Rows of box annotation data

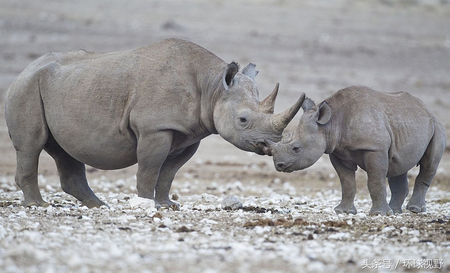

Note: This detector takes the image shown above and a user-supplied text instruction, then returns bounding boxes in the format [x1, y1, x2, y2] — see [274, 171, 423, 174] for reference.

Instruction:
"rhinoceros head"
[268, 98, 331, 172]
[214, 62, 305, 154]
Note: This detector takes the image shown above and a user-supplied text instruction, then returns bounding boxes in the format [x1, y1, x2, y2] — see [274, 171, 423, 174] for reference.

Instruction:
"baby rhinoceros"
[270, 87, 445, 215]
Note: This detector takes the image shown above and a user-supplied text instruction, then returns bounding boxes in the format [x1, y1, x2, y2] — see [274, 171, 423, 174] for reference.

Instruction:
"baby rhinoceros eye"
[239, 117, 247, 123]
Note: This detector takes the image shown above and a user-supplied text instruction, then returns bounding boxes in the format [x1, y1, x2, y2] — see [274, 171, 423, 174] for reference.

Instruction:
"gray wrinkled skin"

» WHAT NEEDS TO BE DONE
Update all the rows above by changing "detector" to "locator" everywhere and keeping everything else the same. Leave out the pictures.

» RESPONSE TO THIS TASK
Note: This locator takes the image shown above and a user-supplied text instruction, then returns bounding boxes in the format [x1, y1, x2, y2] — see [274, 171, 423, 174] for reference.

Instruction:
"rhinoceros head"
[268, 98, 331, 172]
[214, 62, 305, 154]
Note: This locator takes the image shown above and a user-supplied text instruction, then returns bounding boxes in the format [x1, y1, x2, y2] — see [274, 171, 423, 174] for reference.

Instruction:
"baby rhinoceros"
[270, 87, 445, 215]
Note: This locator takes the image shown above and a user-supplied text instruction, then returns bounding boxes in the format [x1, y1, x2, y2] — see [274, 171, 423, 174] for reference.

Instruction:
"baby rhinoceros eye"
[239, 117, 247, 123]
Note: This locator takes the image shown above and a user-supplied text instruction, then returns bounding boxes in the format [x1, y1, x2, y2] — see [274, 171, 423, 174] for reference.

Instruction:
"gray wrinkled skin"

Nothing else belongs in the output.